* [TASK DETAILS]: Transcribe all of the data, leaving nothing out and changing nothing.

* * *

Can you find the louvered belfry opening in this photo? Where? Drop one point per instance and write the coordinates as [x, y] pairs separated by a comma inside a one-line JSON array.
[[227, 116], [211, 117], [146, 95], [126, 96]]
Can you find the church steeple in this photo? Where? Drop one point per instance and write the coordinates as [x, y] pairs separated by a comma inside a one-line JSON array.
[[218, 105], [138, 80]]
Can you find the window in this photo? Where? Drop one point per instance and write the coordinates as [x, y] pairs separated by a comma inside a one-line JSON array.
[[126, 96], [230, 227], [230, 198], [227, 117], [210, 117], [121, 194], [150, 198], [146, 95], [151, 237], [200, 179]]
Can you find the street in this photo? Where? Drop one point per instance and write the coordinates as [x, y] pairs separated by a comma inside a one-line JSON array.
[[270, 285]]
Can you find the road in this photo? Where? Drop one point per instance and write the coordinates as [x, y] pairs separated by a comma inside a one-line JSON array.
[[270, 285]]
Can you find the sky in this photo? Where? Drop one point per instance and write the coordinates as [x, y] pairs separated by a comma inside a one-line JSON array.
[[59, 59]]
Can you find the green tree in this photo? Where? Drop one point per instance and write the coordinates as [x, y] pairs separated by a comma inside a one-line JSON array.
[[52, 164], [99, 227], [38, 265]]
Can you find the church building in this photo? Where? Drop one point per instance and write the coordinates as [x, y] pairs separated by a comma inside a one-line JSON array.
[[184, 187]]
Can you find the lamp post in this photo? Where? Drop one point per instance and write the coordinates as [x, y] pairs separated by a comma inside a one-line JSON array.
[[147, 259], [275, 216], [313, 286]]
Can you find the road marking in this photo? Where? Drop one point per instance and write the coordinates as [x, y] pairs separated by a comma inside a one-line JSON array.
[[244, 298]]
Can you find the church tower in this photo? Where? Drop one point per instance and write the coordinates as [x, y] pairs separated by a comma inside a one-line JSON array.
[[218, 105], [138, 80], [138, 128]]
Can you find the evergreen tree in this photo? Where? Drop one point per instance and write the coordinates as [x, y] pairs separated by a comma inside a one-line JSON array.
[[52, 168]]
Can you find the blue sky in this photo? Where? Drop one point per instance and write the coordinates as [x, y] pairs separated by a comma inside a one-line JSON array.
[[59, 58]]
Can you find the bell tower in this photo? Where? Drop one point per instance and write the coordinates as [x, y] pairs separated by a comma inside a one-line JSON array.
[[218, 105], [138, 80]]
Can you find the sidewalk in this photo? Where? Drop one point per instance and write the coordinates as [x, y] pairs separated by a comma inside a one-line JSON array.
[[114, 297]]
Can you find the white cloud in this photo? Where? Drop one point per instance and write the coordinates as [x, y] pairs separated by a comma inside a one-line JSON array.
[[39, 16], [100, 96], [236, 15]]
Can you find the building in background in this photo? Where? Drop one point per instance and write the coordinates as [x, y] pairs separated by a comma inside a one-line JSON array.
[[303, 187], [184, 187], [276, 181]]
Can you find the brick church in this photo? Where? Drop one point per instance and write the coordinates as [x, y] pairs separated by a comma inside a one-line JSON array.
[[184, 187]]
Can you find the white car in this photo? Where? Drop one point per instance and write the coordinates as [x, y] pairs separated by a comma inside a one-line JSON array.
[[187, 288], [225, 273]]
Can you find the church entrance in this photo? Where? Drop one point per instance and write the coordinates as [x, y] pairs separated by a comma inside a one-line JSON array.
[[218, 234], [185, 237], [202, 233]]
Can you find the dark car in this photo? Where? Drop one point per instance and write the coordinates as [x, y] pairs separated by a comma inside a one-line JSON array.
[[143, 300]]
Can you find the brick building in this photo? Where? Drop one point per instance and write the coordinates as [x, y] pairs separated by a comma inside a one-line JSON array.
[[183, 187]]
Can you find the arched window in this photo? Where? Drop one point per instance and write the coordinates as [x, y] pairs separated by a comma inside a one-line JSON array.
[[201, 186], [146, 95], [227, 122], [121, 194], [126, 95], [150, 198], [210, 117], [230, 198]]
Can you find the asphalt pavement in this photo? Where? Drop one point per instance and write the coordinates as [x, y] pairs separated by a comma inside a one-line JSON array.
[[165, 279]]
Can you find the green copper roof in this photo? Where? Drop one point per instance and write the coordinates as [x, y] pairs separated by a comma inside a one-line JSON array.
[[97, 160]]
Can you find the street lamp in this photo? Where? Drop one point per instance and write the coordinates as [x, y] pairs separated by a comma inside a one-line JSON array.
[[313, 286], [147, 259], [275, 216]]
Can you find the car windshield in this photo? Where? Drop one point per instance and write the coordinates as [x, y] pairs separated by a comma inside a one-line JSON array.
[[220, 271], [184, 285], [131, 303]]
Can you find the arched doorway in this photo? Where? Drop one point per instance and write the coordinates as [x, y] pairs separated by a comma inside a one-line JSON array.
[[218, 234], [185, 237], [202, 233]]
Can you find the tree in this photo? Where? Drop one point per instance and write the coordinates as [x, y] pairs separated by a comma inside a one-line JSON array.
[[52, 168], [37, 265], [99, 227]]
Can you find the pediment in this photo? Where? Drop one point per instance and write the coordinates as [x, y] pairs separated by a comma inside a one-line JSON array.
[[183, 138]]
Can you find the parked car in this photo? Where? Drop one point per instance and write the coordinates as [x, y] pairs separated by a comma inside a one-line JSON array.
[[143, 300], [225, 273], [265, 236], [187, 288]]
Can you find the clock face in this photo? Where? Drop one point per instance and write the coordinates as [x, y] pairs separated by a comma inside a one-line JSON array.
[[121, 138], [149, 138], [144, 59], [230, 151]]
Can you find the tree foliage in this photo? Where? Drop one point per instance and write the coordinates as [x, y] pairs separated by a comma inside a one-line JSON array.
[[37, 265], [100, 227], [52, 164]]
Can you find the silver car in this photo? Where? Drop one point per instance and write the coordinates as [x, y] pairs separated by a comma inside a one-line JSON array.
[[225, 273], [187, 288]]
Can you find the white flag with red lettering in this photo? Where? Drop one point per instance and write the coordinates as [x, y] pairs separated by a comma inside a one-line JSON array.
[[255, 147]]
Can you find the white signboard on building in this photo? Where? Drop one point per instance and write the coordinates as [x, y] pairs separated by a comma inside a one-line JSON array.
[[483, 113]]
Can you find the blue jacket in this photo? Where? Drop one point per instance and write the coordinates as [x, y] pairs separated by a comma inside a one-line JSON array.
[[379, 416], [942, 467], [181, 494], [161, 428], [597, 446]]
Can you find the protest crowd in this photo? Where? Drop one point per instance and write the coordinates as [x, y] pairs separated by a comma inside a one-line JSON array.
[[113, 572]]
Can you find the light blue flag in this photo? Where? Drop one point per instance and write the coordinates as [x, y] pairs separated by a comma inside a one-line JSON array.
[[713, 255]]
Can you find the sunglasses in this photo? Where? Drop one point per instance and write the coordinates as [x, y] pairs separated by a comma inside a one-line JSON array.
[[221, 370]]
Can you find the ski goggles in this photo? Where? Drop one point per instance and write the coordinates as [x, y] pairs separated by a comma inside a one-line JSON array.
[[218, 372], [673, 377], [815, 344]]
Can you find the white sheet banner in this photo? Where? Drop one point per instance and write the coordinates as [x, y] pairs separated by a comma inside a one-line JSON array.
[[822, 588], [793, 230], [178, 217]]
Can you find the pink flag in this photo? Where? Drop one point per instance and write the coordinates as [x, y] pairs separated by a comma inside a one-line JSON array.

* * *

* [EXERCISE RESPONSE]:
Can you find the louvered belfry opening in this photo? Where? Drop one point per instance and write the coordinates as [x, y] pairs separated by a comma inside a one-line JSON array.
[[227, 116], [211, 117], [146, 95], [126, 96]]
Can you find the church steeple in this photo? Where? Drop one point per instance and write the coordinates as [x, y] pairs separated by a comma inside a one-line JSON array.
[[218, 105], [138, 80]]
Can you find the window in this photo? Where? Drop one point per instance and write the coordinates as [x, y] pairs separated by a comma inside a one-line JSON array.
[[126, 96], [230, 227], [230, 198], [227, 117], [210, 117], [121, 194], [150, 198], [146, 95], [151, 237], [200, 179]]
Can you find the street in this photo? Where? Drop one point per instance and write the coordinates as [x, y] pairs separated by a comma inside a one-line JSON array.
[[270, 285]]
Can you find the road in this photo? Where? Drop one point per instance and write the coordinates as [x, y] pairs separated by a comma inside a one-line JSON array.
[[270, 285]]
Can you find the sky in this photo? Where? Drop one point per instance and write the coordinates as [x, y] pairs separated by a comma inside a one-line JSON array.
[[59, 59]]
Can you find the green tree in this photo? Where? Drop one point per instance and write the coordinates as [x, y] pairs separated by a comma inside a one-line JSON array.
[[52, 164], [99, 227], [38, 265]]
Can you find the church building in this photo? Where? Drop one point per instance and write the coordinates as [x, y] pairs separated by a comma inside a one-line JSON array.
[[184, 187]]
Can you find the lamp post in this photo? Where? Drop one point per instance and write the coordinates as [x, y] pairs separated by a comma inside a one-line JSON array.
[[147, 259], [275, 216], [313, 286]]
Can you find the road marking in this photo? Where? Drop one point per instance and write the coordinates as [x, y] pairs separated by a comma inside a one-line JSON array.
[[244, 298]]
Can you find the church tower in this photo? Where? Drop one point per instance and write the coordinates as [x, y] pairs separated by a comma inside a one-line JSON array.
[[218, 105], [138, 80], [138, 128]]
Can you find the evergreen tree in this photo? Where? Drop one point per instance and write the coordinates as [x, y] pairs separated by a comma inside a one-line JSON array.
[[52, 168]]
Can you find the blue sky in this photo? Where? Drop one point per instance and write the coordinates as [x, y] pairs separated by a comma inside a one-line JSON array.
[[59, 58]]
Can you find the bell tower in this photo? Where? Drop one point per instance and write the coordinates as [x, y] pairs separated by a comma inside a one-line JSON array.
[[218, 105], [138, 80]]
Can you find the sidewalk in this photo? Where? Drop one point per instance and write the coordinates as [x, y] pairs separated by a comma inside a one-line JSON array.
[[114, 297]]
Can you find the white cloud in this photo? Where? Drop one point per instance and write the coordinates as [x, y] pairs separated by a comma inside a one-line JSON array.
[[39, 16], [100, 96], [236, 15]]
Can you find the building in background in this photo? Where? Drop one point per instance and write the coordinates as [x, y] pairs separated by a comma inside a one-line JSON array.
[[303, 187], [184, 187], [276, 181]]
Can you find the brick church in this photo? Where? Drop one point per instance and write the coordinates as [x, y] pairs separated by a comma inside a one-line JSON array.
[[184, 187]]
Can you find the white car in this photo? Where? Drop one point per instance and write the coordinates as [x, y] pairs separated by a comma inside a one-line JSON array.
[[187, 288], [225, 273]]
Can you find the church entrance in this photo? Where? Drop one point per instance and write the coordinates as [x, y] pairs separated by a comma inside a one-line JSON array.
[[218, 234], [185, 237], [202, 233]]
Can you find the dark car in this photo? Where? Drop one point per instance and write the coordinates as [x, y] pairs separated by a comma inside a one-line JSON array.
[[143, 300]]
Can you find the brick building in this photo? Where? Drop one point per instance and write the coordinates as [x, y] pairs separated by a comma inside a one-line JSON array.
[[183, 187]]
Can you find the arched window in this photo? Where? Drop one point per instance and write the coordinates as [x, y] pairs separated by a comma inside a one-line JSON array.
[[201, 186], [146, 95], [227, 122], [121, 194], [126, 95], [150, 198], [210, 117], [230, 198]]
Can you find the asphalt pavement in this photo? Where? Drop one point per instance and write the coordinates as [x, y] pairs separated by a comma inside a one-line JSON array.
[[165, 279]]
Can you find the green copper roof in this photo? Where? Drop one point per instance and write the coordinates as [x, y] pairs separated by a comma inside a one-line JSON array.
[[97, 160]]
Can you find the street lamp in this photo? Where? Drop one point per instance and write the coordinates as [x, y] pairs separated by a comma inside a one-line JSON array.
[[313, 286], [147, 259], [275, 216]]
Can you find the car windshield in this photo? Where? Drop one point per instance and write the coordinates as [x, y] pairs separated by a comma inside a one-line JSON array.
[[220, 271], [184, 285], [131, 303]]
Can you find the arched doorway in this photo? Where? Drop one point per instance and write the coordinates as [x, y] pairs separated by a comma inside a one-line JSON array.
[[218, 234], [185, 237], [202, 233]]
Can you find the tree in this photo? Where? Drop one point per instance and write the coordinates as [x, y] pairs separated by a comma inside a one-line JSON array.
[[52, 168], [37, 265], [99, 227]]
Can you find the pediment in this photo? Where? Drop one point per instance and write the coordinates as [x, y] pairs separated by a comma inside a one-line JSON array.
[[183, 138]]
Can you find the parked car in this photo? Where? Drop one point per instance and write the coordinates as [x, y] pairs separated by a comma inside a one-line JSON array.
[[143, 300], [225, 273], [265, 236], [187, 288]]
Can you find the clock face in this photo? Where? Drop one point per instance and write the coordinates as [x, y] pairs separated by a comma inside a one-line JSON array.
[[121, 138], [149, 138], [144, 59], [230, 151]]
Can you find the tree foliage in this photo? Where? Drop one point per instance and write the coordinates as [x, y] pairs separated by a comma inside a one-line JSON array.
[[37, 265], [100, 227], [52, 164]]
Can you find the silver car in this photo? Where? Drop one point per instance and write the coordinates as [x, y] pairs separated by a comma inside a one-line JSON array.
[[225, 273], [187, 288]]
Can you find the white flag with red lettering in this photo? Where? Drop one point per instance and write the coordinates as [x, y] pairs separated by a comma inside a one-line JSON array.
[[255, 147]]
Can you find the white signboard on building in this photo? Where? Drop one point per instance and write the coordinates as [x, y] pairs separated by a comma inside a one-line JSON array.
[[483, 113]]
Can you find the blue jacket in this photo? Where? Drop one point per instance and write the coordinates as [x, y] pairs separated by a comma inside a one-line JSON array.
[[379, 416], [942, 467], [181, 494], [161, 428], [597, 446]]
Can you find the protest crowd in this photo? Where? Drop one point per instance and write the coordinates as [x, y] pairs separated by a comma inside a one-line JSON array.
[[113, 572]]
Can you find the light blue flag in this photo? Where? Drop one point per instance and write the coordinates as [x, y] pairs separated by a comma inside a one-line JSON array.
[[713, 255]]
Can you find the sunglasses in this photo? Where? Drop one point per instance and write the coordinates as [x, y] pairs separated by a comma inside a one-line JSON array.
[[221, 370]]
Can you find the ski goggles in this photo? Where? Drop one point per instance and write the coordinates as [x, y] pairs separated by a comma inside a one-line JSON array.
[[218, 372], [673, 377], [815, 344]]
Can you find the white sheet banner in this photo? Where? Drop one point per instance and write the coordinates as [x, y] pairs separated by a comma inside a one-line JSON array.
[[822, 588], [793, 230], [178, 217]]
Can you find the pink flag in this photo? Where? Drop one point per instance and write the coordinates as [x, y] pairs separated by a comma inside a one-line JSON array.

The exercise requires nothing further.